[Begin]
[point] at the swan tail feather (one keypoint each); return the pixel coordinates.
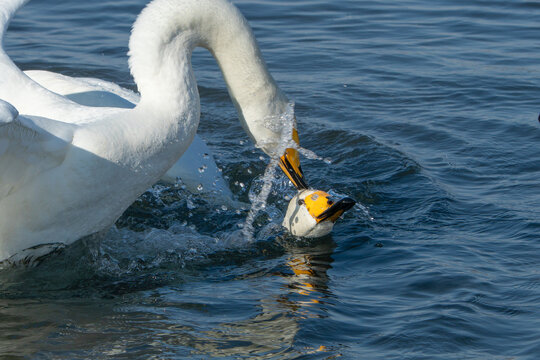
(8, 113)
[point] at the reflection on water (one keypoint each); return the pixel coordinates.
(103, 308)
(273, 327)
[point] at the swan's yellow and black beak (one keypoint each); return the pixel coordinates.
(321, 207)
(290, 164)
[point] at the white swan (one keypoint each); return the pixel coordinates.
(196, 168)
(68, 170)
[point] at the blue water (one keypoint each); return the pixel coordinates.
(429, 112)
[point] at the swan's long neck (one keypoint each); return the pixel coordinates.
(161, 44)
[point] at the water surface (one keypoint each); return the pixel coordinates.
(428, 110)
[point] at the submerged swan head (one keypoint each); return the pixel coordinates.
(312, 213)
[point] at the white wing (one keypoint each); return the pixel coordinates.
(196, 168)
(29, 146)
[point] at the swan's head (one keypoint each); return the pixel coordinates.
(312, 213)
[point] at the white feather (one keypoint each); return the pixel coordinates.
(69, 170)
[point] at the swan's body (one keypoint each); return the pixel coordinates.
(69, 170)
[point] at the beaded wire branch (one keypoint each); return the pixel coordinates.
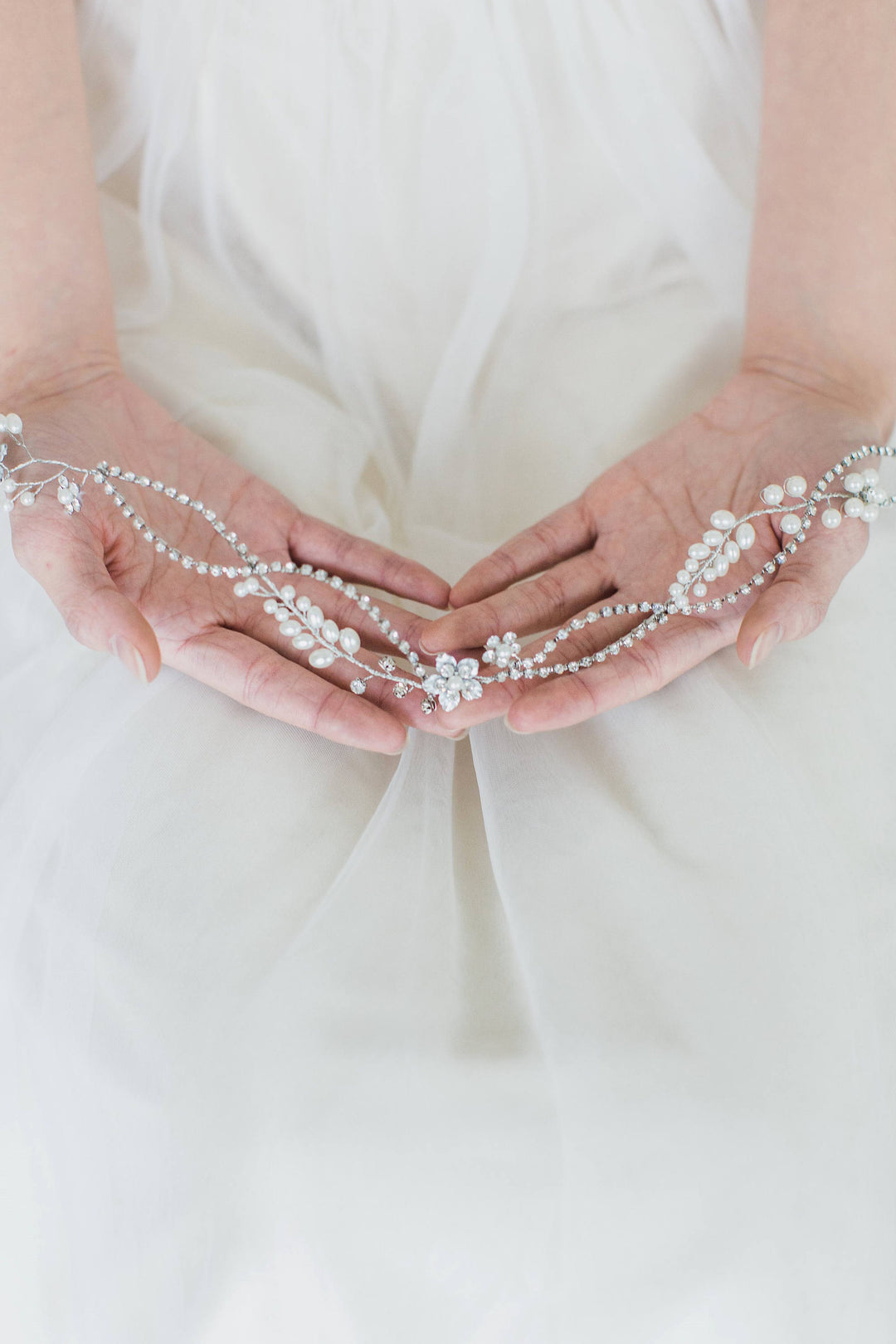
(856, 491)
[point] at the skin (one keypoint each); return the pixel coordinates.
(817, 378)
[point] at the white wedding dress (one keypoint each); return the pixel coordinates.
(583, 1038)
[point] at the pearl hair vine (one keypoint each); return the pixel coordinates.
(308, 629)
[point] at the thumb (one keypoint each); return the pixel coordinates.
(73, 574)
(796, 601)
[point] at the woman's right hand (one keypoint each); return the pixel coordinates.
(114, 592)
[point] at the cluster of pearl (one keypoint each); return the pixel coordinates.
(711, 558)
(309, 631)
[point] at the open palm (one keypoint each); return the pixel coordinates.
(116, 592)
(627, 533)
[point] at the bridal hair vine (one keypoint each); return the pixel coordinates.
(845, 491)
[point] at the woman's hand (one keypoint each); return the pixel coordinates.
(114, 592)
(627, 535)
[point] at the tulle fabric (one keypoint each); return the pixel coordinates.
(572, 1038)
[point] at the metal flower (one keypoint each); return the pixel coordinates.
(453, 679)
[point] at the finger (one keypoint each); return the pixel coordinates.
(796, 602)
(353, 558)
(649, 665)
(558, 537)
(383, 626)
(71, 572)
(265, 680)
(535, 605)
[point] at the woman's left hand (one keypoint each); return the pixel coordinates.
(627, 535)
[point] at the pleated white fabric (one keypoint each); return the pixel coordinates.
(524, 1040)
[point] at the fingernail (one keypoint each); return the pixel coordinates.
(765, 644)
(132, 659)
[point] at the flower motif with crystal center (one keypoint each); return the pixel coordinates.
(453, 679)
(501, 650)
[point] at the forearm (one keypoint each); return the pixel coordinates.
(822, 281)
(56, 316)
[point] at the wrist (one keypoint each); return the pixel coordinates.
(27, 379)
(865, 390)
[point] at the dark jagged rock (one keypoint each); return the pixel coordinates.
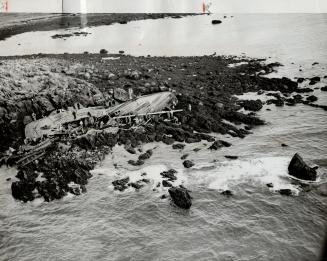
(180, 197)
(219, 144)
(103, 51)
(130, 149)
(303, 90)
(285, 192)
(231, 157)
(300, 80)
(135, 185)
(121, 184)
(251, 105)
(168, 140)
(184, 156)
(227, 193)
(312, 98)
(178, 146)
(145, 155)
(136, 162)
(188, 164)
(166, 183)
(277, 102)
(299, 169)
(216, 21)
(170, 174)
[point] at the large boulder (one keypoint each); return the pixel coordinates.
(180, 197)
(121, 95)
(251, 105)
(299, 169)
(188, 164)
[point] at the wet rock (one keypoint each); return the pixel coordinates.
(227, 193)
(166, 183)
(170, 174)
(121, 184)
(216, 21)
(103, 51)
(303, 90)
(251, 105)
(135, 185)
(299, 169)
(312, 98)
(145, 155)
(184, 156)
(231, 157)
(23, 190)
(130, 149)
(219, 144)
(277, 102)
(188, 164)
(285, 192)
(121, 95)
(180, 197)
(300, 80)
(178, 146)
(135, 162)
(168, 140)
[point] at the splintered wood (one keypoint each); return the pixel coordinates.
(143, 105)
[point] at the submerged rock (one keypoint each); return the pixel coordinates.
(227, 193)
(219, 144)
(178, 146)
(216, 21)
(231, 157)
(251, 105)
(121, 184)
(188, 164)
(180, 197)
(170, 174)
(312, 98)
(299, 169)
(285, 192)
(166, 183)
(145, 155)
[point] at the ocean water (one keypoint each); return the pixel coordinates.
(257, 223)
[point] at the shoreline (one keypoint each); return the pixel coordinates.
(13, 23)
(204, 86)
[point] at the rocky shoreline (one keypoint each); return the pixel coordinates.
(35, 86)
(16, 23)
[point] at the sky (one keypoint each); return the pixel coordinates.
(154, 6)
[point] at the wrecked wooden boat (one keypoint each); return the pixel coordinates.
(144, 105)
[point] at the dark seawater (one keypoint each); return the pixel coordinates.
(257, 223)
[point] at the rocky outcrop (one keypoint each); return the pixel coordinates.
(181, 197)
(219, 144)
(58, 173)
(251, 105)
(299, 169)
(216, 21)
(188, 164)
(170, 174)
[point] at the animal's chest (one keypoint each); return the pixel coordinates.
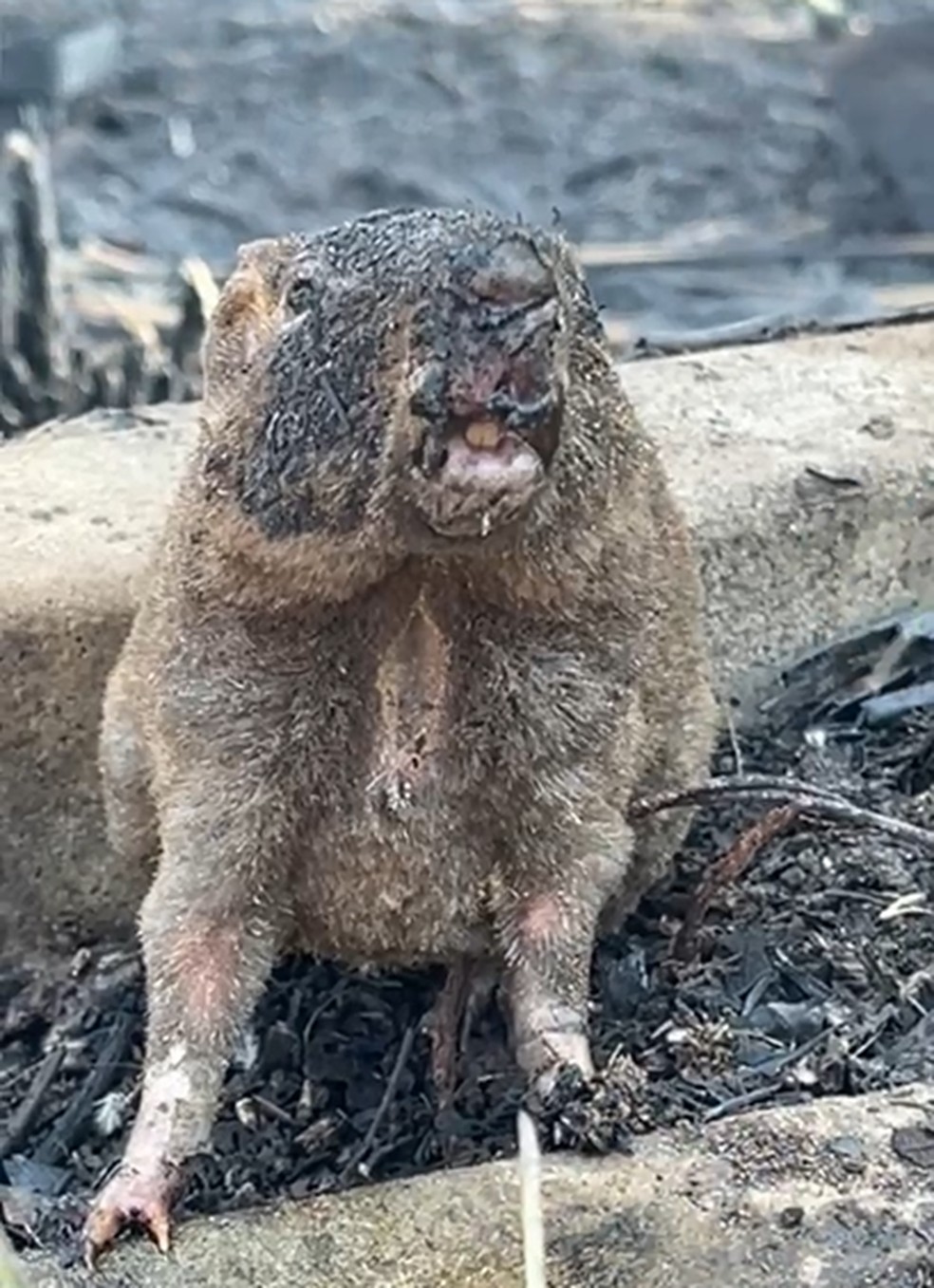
(412, 711)
(393, 861)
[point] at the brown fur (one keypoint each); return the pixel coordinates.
(356, 738)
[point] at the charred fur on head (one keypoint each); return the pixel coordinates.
(424, 621)
(418, 382)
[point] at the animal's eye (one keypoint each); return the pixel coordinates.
(300, 295)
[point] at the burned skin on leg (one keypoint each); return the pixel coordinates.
(547, 924)
(209, 942)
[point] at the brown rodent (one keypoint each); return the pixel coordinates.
(422, 621)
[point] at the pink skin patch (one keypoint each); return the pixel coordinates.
(540, 920)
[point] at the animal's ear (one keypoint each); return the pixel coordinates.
(245, 313)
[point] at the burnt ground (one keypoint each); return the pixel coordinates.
(811, 975)
(685, 122)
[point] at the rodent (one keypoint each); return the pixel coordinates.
(422, 621)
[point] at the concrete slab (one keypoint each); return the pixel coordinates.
(810, 1197)
(807, 469)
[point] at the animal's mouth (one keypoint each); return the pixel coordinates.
(482, 476)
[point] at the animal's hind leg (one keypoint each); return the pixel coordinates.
(125, 772)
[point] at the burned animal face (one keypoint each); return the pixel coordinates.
(487, 401)
(414, 380)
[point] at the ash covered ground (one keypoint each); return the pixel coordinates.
(679, 121)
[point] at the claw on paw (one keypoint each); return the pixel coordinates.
(129, 1200)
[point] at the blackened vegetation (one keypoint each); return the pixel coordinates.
(56, 361)
(812, 975)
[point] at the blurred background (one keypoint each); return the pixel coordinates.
(729, 168)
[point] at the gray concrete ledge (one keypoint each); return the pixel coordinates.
(807, 469)
(812, 1197)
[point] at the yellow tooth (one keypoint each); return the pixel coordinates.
(483, 436)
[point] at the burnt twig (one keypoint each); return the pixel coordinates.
(65, 1133)
(810, 799)
(21, 1123)
(727, 868)
(358, 1162)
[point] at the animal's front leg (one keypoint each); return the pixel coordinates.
(548, 929)
(209, 942)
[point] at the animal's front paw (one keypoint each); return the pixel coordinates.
(132, 1198)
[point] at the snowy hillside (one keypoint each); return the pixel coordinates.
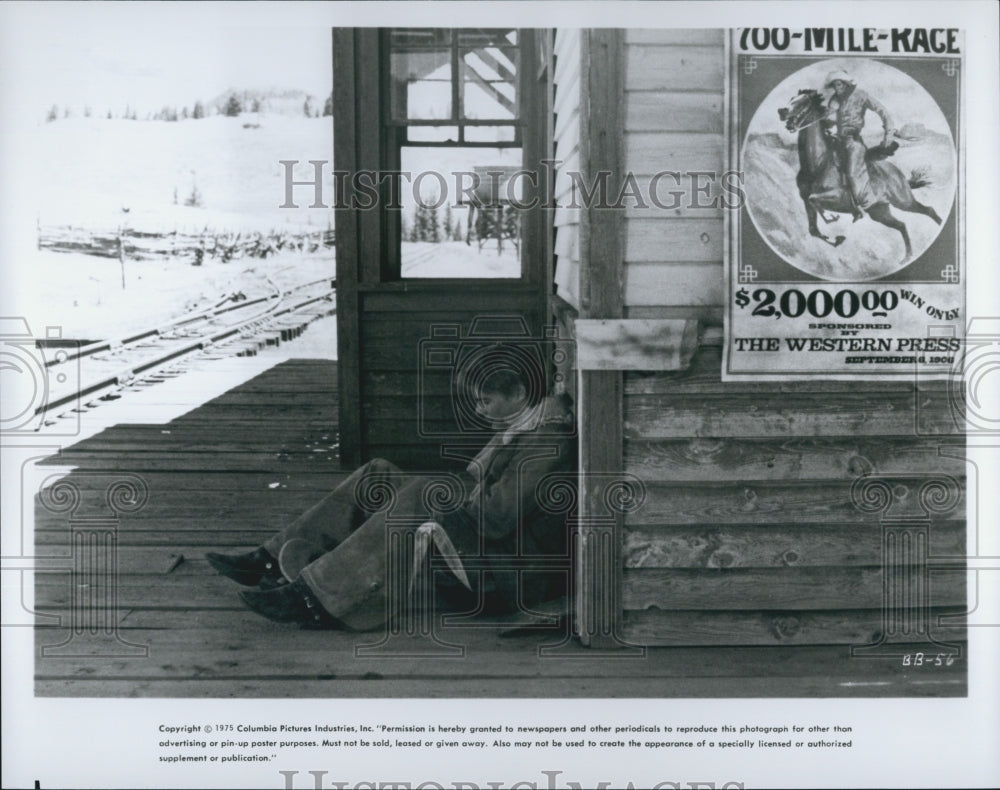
[End]
▶ _SET TASK_:
Rewrite all of the items above as a numbered list, leaving out blank lines and the pictures.

▶ _OUTPUT FOR THIS TASK_:
1. [point] at the swan tail feather (one keypoint each); return the pixel coordinates.
2. (8, 113)
3. [point] at the reflection on water (one keypoint each); return the pixel coordinates.
4. (103, 308)
5. (273, 327)
6. [point] at the swan's yellow and black beak (one keypoint each); return the pixel coordinates.
7. (321, 207)
8. (290, 164)
9. [point] at the white swan (one keypoint each); return the pixel coordinates.
10. (196, 168)
11. (68, 170)
12. [point] at the blue water (one keypoint each); return the pixel coordinates.
13. (429, 112)
14. [point] at the swan's long neck (one keypoint each); return the pixel coordinates.
15. (161, 44)
16. [point] at the water surface (one keypoint each); return the pixel coordinates.
17. (428, 110)
18. [point] at the submerged swan head (one keypoint each); return the pixel coordinates.
19. (312, 213)
20. [point] at the white wing (one keypoint each); return the pixel coordinates.
21. (196, 168)
22. (29, 146)
23. [point] at the swan's head (one keypoint each); return the pixel coordinates.
24. (312, 213)
25. [point] at the white feather (one keypoint each); return the pixel coordinates.
26. (69, 170)
27. [point] at the swan's body (one keypoint each); return the pixel coordinates.
28. (69, 170)
29. [point] at the beaded wire branch (one keypoint each); return the pixel coordinates.
30. (856, 491)
31. [point] at the skin (one keypoint each); return the pixel coordinates.
32. (817, 378)
33. [point] at the white wedding dress (one keypoint each); return the pixel coordinates.
34. (583, 1038)
35. [point] at the pearl hair vine (one keypoint each); return the pixel coordinates.
36. (308, 629)
37. [point] at the thumb (one keypoint each); return the pixel coordinates.
38. (73, 574)
39. (796, 601)
40. [point] at the woman's right hand (one keypoint each); return the pixel coordinates.
41. (114, 592)
42. [point] at the cluster of pearl (one keypoint each); return the pixel coordinates.
43. (711, 558)
44. (309, 631)
45. [point] at the open palm (one keypoint each); return the pixel coordinates.
46. (116, 592)
47. (627, 533)
48. [point] at the bridal hair vine (one keypoint each); return the pixel coordinates.
49. (845, 491)
50. [point] at the woman's hand (one keypoint each); return the pixel coordinates.
51. (114, 592)
52. (627, 535)
53. [point] at the tulle fabric (one keypoint each); return the pixel coordinates.
54. (572, 1038)
55. [point] at the metal flower (one keypoint each); return the pixel coordinates.
56. (453, 679)
57. [point] at the finger (one keypoint each); return the pixel coordinates.
58. (796, 602)
59. (353, 558)
60. (649, 665)
61. (558, 537)
62. (383, 626)
63. (71, 572)
64. (265, 680)
65. (535, 605)
66. [point] at the woman's left hand (one keypoint each); return the pixel coordinates.
67. (627, 535)
68. [point] at the pleated white fabric (one keypoint each); return the pixel coordinates.
69. (524, 1040)
70. [point] at the fingernail (one keypoint each); return the pixel coordinates.
71. (765, 644)
72. (132, 659)
73. [point] at the flower motif with crystal center (one keypoint each); return the pixel coordinates.
74. (453, 679)
75. (501, 650)
76. [point] at the forearm (one keypoint each); return the pixel coordinates.
77. (822, 281)
78. (56, 316)
79. [point] at the wrist (one keypoint each); return the pixel coordinates.
80. (27, 379)
81. (865, 390)
82. [point] at the dark jagged rock (one keypoint each); return the pixel coordinates.
83. (180, 197)
84. (219, 144)
85. (103, 51)
86. (130, 149)
87. (303, 90)
88. (285, 192)
89. (231, 157)
90. (300, 80)
91. (135, 185)
92. (121, 184)
93. (251, 105)
94. (168, 140)
95. (184, 156)
96. (227, 193)
97. (312, 98)
98. (178, 146)
99. (145, 155)
100. (136, 162)
101. (188, 164)
102. (166, 183)
103. (277, 102)
104. (299, 169)
105. (216, 21)
106. (170, 174)
107. [point] at the large boulder (one keypoint each); return the pixel coordinates.
108. (180, 197)
109. (121, 95)
110. (251, 105)
111. (299, 169)
112. (188, 164)
113. [point] at the wet rock (one keypoint each); return the pixel coordinates.
114. (227, 193)
115. (166, 183)
116. (170, 174)
117. (121, 184)
118. (216, 21)
119. (103, 51)
120. (303, 90)
121. (251, 105)
122. (135, 185)
123. (299, 169)
124. (312, 98)
125. (145, 155)
126. (184, 156)
127. (231, 157)
128. (23, 190)
129. (130, 149)
130. (219, 144)
131. (277, 102)
132. (188, 164)
133. (285, 192)
134. (121, 95)
135. (180, 197)
136. (300, 80)
137. (178, 146)
138. (135, 162)
139. (168, 140)
140. [point] at the splintered wood (one keypoint each); return the pixel coordinates.
141. (143, 105)
142. [point] at the submerged rock (one keypoint each); return the pixel coordinates.
143. (227, 193)
144. (219, 144)
145. (178, 146)
146. (216, 21)
147. (231, 157)
148. (251, 105)
149. (121, 184)
150. (188, 164)
151. (180, 197)
152. (170, 174)
153. (312, 98)
154. (299, 169)
155. (285, 192)
156. (166, 183)
157. (145, 155)
158. [point] at the ocean water (one keypoint each); return the pixel coordinates.
159. (257, 223)
160. [point] at the shoreline (one keypoint each); return the pixel coordinates.
161. (13, 23)
162. (204, 86)
163. [point] at the rocky shoreline (one keypoint each); return the pixel coordinates.
164. (35, 86)
165. (16, 23)
166. [point] at the sky (one keypoint each); return the pixel coordinates.
167. (154, 6)
168. [point] at the wrecked wooden boat (one keypoint each); return the pixel coordinates.
169. (144, 105)
170. [point] at the dark seawater (one keypoint each); return the pixel coordinates.
171. (257, 223)
172. [point] at the rocky outcrop (one keypoint each); return the pixel coordinates.
173. (181, 197)
174. (219, 144)
175. (58, 173)
176. (251, 105)
177. (299, 169)
178. (216, 21)
179. (188, 164)
180. (170, 174)
181. [point] at the animal's chest (one keypoint each); return the pixel coordinates.
182. (412, 711)
183. (393, 861)
184. [point] at the brown fur (one keypoint each); return the pixel coordinates.
185. (356, 738)
186. [point] at the charred fur on head (one keypoint each); return the pixel coordinates.
187. (424, 621)
188. (418, 382)
189. [point] at the animal's eye (one keypoint each); return the pixel coordinates.
190. (300, 295)
191. [point] at the burned skin on leg (one keypoint each); return the pixel coordinates.
192. (547, 924)
193. (209, 942)
194. [point] at the brown rodent (one keypoint each); return the pixel coordinates.
195. (422, 621)
196. [point] at the pink skin patch (one keypoint each); return the pixel coordinates.
197. (540, 920)
198. [point] at the animal's ear (one keypoint each); return the pixel coordinates.
199. (245, 313)
200. [point] at the burnt ground (one keypoint each); return the pixel coordinates.
201. (811, 975)
202. (685, 122)
203. [point] at the rodent (one keypoint each); return the pixel coordinates.
204. (422, 621)
205. [point] at the concrete slab (one keypoint each); return the pixel coordinates.
206. (810, 1197)
207. (807, 469)
208. [point] at the animal's mouth (one keypoint each); return the pixel coordinates.
209. (482, 476)
210. [point] at the animal's hind leg (one keypoint each); return the pixel coordinates.
211. (125, 772)
212. [point] at the burned animal face (one keypoint each); return the pixel coordinates.
213. (487, 401)
214. (414, 380)
215. [point] at the ash covered ground (one keypoint each); return the pixel coordinates.
216. (679, 121)
217. [point] at the claw on paw (one keypoint each); return the pixel coordinates.
218. (129, 1200)
219. [point] at the blackened vegetation (one keypoint each); return the pixel coordinates.
220. (56, 361)
221. (812, 975)
222. [point] at the blurred background (one keypoint each); return the pixel coordinates.
223. (729, 168)
224. [point] at the gray concrete ledge (one keypoint each); return the pixel coordinates.
225. (807, 469)
226. (812, 1197)
227. [point] at the yellow tooth (one keypoint each); return the pixel coordinates.
228. (483, 436)
229. [point] at the burnt twig (one keypoint each); return the pixel coordinates.
230. (65, 1133)
231. (810, 799)
232. (21, 1123)
233. (727, 868)
234. (358, 1162)
235. [point] at the animal's front leg (one keypoint each); return the pixel coordinates.
236. (548, 929)
237. (209, 942)
238. [point] at the animal's front paw (one keypoint each); return the pixel coordinates.
239. (132, 1198)
240. [point] at the snowy hillside (one keypoint each); return the pixel coordinates.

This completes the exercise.